## begin DATASET RECORDS
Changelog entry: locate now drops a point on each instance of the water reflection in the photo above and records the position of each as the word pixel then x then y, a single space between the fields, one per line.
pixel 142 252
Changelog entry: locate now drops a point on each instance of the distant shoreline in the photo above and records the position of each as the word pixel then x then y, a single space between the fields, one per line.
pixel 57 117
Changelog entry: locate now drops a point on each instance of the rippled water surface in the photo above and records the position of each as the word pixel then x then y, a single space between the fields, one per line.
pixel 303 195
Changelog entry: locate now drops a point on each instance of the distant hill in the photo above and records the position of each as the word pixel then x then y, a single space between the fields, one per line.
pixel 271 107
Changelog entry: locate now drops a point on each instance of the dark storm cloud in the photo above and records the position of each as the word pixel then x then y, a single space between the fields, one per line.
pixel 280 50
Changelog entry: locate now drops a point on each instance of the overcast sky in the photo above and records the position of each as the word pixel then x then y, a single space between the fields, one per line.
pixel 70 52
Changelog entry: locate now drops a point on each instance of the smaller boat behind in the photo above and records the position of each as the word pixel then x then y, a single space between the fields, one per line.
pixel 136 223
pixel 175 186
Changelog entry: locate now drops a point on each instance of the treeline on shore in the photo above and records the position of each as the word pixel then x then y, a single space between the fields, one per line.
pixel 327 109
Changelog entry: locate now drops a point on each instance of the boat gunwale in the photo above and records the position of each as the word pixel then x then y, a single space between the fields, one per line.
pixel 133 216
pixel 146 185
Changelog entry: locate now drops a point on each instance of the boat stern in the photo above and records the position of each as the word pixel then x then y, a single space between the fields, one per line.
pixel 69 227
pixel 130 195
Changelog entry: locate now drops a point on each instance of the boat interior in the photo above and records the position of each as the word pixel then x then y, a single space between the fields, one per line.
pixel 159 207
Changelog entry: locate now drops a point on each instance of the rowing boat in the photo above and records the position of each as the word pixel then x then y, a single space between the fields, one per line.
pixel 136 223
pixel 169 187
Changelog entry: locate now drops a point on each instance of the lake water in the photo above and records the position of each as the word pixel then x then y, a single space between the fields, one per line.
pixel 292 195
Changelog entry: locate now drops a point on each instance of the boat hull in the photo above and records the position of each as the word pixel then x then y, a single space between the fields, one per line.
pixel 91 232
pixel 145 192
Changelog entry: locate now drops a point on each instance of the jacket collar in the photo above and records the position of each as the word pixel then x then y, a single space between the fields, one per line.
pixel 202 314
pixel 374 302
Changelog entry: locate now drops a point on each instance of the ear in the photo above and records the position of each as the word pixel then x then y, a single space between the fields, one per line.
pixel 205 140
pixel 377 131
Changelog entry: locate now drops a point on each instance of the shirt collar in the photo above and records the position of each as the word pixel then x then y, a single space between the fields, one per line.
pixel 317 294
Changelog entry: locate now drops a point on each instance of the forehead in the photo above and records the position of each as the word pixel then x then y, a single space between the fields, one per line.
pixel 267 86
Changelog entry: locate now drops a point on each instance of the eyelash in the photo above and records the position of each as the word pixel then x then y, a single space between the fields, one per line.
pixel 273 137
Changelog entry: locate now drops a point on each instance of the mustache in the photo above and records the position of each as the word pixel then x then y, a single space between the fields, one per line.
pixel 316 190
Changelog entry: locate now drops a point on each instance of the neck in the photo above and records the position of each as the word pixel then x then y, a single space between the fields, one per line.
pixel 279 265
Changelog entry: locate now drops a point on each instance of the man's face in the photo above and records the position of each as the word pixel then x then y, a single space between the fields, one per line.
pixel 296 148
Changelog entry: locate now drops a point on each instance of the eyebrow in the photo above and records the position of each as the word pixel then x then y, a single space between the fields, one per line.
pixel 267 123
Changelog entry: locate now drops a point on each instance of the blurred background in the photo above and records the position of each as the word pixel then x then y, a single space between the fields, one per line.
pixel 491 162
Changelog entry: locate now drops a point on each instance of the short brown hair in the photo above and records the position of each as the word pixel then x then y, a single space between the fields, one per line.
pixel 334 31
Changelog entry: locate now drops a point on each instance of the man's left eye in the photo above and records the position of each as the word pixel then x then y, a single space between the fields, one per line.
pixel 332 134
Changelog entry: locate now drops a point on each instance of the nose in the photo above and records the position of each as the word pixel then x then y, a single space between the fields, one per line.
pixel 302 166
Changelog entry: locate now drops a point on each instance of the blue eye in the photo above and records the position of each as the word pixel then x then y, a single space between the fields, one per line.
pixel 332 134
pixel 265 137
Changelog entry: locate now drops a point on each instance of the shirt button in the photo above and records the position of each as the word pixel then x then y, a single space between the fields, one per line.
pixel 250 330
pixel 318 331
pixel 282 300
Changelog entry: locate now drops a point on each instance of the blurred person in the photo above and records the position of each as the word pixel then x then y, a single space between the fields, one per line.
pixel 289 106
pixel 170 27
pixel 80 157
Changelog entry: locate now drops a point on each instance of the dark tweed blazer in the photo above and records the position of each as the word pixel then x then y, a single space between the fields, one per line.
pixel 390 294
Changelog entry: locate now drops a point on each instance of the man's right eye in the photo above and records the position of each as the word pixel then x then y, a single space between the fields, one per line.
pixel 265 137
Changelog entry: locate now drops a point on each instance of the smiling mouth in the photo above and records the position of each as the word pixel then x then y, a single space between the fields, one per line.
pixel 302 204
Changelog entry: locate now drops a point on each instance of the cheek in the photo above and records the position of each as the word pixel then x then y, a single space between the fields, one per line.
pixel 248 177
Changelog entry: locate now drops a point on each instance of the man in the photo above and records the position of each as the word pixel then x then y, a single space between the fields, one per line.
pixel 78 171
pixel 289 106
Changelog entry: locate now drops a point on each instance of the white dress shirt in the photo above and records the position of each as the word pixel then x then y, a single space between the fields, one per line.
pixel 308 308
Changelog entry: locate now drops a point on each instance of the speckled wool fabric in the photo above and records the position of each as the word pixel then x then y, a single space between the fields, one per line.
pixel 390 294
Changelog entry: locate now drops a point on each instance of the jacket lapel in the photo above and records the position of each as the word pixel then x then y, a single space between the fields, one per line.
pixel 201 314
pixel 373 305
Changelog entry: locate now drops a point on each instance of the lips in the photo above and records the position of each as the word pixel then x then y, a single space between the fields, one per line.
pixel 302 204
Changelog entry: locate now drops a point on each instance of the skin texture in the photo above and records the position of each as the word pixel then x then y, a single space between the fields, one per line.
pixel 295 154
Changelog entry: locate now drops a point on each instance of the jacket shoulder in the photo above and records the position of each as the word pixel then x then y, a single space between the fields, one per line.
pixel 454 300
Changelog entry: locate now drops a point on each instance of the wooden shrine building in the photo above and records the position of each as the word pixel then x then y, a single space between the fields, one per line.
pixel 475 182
## end DATASET RECORDS
* [STATED TASK] Please give the lines from the beginning through the line containing "pixel 280 50" once more, swapping "Changelog entry" for "Release note" and leaving everything else unchanged.

* [RESPONSE FOR THIS EXERCISE]
Release note: locate now drops a point on each instance of the water reflection in the photo above and records the position of each as the word pixel then x then y, a single space between the fields, one per line.
pixel 142 252
Release note: locate now drops a point on each instance of the distant shoreline in the photo above and records the position of each as the word pixel then x then y, a single space between the fields, one per line.
pixel 57 117
Release note: locate now drops a point on each instance of the rippled water surface in the photo above and records the position of each as the word pixel then x then y, a single space between the fields, one per line.
pixel 303 195
Release note: locate now drops a point on each instance of the distant hill in the photo above and records the position of each as the word pixel then x then y, a single space between the fields, one per line.
pixel 271 107
Release note: locate now drops a point on each instance of the dark storm cloud in the photo above and records the position of each as the word pixel then x then y, a single space between the fields, one per line.
pixel 280 50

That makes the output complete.